Entries provided:
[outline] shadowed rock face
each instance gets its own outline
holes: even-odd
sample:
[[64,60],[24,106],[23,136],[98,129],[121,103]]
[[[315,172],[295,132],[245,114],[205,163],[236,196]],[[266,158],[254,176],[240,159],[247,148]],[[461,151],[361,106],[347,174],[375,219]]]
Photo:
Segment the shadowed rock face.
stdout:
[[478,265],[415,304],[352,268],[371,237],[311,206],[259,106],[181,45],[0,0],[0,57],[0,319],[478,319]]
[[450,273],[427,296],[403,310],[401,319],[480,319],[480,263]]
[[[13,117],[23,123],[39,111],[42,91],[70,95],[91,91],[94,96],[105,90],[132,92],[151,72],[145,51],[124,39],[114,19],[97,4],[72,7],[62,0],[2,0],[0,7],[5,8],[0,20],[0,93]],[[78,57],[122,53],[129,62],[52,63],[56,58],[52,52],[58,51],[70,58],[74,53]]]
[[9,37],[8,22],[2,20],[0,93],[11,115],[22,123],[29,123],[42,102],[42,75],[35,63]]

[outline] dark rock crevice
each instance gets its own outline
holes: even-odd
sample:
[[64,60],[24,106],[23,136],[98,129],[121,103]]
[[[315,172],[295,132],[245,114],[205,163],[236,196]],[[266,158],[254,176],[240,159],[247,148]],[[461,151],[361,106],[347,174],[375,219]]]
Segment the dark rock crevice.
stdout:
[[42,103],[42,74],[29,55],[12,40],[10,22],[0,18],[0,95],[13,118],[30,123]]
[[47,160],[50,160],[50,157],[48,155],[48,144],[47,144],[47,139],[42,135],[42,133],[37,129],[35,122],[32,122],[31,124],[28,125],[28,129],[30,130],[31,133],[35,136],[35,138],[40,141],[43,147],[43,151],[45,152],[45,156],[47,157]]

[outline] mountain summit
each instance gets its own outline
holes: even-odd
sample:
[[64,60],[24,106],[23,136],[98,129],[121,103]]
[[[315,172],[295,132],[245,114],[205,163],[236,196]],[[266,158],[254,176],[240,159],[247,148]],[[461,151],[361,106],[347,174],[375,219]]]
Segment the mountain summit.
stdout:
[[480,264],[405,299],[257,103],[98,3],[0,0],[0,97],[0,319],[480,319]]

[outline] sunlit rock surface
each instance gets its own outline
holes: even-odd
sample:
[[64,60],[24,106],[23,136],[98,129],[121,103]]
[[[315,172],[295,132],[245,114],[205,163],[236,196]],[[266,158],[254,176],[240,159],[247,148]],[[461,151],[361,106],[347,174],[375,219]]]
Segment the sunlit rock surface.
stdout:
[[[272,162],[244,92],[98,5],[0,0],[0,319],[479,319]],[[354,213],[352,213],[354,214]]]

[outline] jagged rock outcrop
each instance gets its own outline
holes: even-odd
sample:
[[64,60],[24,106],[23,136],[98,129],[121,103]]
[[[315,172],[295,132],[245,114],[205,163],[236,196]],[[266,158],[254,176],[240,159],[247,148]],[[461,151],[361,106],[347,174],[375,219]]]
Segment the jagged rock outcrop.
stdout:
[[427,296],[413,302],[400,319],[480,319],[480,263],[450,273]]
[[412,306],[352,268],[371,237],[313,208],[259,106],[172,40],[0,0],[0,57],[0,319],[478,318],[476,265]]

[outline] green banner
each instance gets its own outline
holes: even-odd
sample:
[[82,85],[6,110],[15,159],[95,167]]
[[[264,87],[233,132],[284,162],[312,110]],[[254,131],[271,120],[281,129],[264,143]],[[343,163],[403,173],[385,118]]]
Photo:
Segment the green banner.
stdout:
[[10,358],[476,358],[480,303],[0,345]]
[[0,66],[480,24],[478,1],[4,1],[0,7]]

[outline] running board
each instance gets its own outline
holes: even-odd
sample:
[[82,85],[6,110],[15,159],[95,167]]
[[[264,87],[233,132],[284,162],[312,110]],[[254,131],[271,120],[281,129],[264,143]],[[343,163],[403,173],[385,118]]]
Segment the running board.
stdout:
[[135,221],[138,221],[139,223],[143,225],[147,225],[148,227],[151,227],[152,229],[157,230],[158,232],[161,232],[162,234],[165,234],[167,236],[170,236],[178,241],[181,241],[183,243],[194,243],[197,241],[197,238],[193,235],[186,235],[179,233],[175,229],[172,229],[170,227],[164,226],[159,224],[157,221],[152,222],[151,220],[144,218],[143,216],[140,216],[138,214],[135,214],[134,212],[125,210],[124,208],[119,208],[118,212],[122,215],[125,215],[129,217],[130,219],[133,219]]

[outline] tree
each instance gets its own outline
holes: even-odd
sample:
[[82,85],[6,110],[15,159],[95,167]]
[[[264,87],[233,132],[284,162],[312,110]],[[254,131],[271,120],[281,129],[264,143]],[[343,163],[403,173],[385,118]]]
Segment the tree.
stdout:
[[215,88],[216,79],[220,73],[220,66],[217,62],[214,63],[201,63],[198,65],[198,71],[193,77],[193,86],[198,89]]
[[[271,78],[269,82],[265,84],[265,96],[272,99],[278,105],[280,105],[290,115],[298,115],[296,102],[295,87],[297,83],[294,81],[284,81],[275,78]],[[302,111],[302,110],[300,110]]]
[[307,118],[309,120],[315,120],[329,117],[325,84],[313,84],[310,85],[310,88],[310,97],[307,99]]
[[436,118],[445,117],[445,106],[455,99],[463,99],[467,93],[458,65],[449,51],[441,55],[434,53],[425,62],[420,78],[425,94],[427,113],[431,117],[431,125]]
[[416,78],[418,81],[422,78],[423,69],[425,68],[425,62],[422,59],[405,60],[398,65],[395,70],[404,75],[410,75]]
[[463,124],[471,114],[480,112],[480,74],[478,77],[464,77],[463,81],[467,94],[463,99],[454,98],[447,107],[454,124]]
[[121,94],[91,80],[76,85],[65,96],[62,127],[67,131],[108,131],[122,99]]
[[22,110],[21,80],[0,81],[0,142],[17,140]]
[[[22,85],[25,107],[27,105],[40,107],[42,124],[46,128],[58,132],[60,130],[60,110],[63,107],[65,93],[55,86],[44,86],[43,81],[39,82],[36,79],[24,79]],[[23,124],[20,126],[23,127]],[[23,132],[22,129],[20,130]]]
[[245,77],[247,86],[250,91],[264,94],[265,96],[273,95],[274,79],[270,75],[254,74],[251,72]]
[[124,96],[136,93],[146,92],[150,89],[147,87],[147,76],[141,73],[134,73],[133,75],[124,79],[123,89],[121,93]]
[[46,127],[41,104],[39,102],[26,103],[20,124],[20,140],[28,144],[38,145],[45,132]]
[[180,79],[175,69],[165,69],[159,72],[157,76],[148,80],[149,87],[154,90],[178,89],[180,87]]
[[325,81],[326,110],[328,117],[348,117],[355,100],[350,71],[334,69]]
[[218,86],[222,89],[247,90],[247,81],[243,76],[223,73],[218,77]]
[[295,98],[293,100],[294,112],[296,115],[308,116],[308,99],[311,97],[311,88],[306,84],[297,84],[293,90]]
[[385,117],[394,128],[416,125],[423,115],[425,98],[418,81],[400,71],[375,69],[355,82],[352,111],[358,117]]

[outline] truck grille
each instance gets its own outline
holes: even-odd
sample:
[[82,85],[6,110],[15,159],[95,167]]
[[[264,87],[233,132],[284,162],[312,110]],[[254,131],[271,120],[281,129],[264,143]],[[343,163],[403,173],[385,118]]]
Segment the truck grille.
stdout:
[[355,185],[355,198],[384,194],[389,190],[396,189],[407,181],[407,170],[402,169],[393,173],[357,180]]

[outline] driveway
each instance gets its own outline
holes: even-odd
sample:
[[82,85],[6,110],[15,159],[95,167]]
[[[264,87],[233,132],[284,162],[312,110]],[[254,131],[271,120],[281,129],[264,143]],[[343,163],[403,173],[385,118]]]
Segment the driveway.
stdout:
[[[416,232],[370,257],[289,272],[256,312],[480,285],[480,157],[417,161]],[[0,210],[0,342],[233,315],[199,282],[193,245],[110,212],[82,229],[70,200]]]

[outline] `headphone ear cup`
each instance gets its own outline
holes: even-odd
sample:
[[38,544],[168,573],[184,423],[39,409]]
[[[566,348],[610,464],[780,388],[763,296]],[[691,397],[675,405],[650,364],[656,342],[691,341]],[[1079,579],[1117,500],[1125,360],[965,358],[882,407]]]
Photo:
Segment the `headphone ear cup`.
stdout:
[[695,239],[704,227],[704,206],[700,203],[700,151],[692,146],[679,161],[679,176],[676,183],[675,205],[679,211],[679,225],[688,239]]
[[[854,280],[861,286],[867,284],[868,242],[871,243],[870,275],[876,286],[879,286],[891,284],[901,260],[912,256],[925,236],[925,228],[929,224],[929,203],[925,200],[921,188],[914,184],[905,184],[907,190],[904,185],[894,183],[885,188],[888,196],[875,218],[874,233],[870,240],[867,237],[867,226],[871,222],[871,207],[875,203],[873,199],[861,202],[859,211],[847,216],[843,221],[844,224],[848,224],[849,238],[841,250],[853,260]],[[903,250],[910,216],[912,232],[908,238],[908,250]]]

About this task:
All that belongs in the answer is an exact copy of the lines from the start of the records above through the line with "Segment the shadowed rock face.".

Exercise solution:
[outline] shadowed rock face
each instance gets its own outline
holes: even-odd
sample:
[[64,60],[24,106],[23,136],[98,129],[121,103]]
[[[315,172],[295,132],[245,114],[205,163],[236,196]],[[266,158],[254,176],[240,159],[247,148]],[[461,151],[361,106],[347,174],[375,219]]]
Photo:
Segment the shadowed rock face.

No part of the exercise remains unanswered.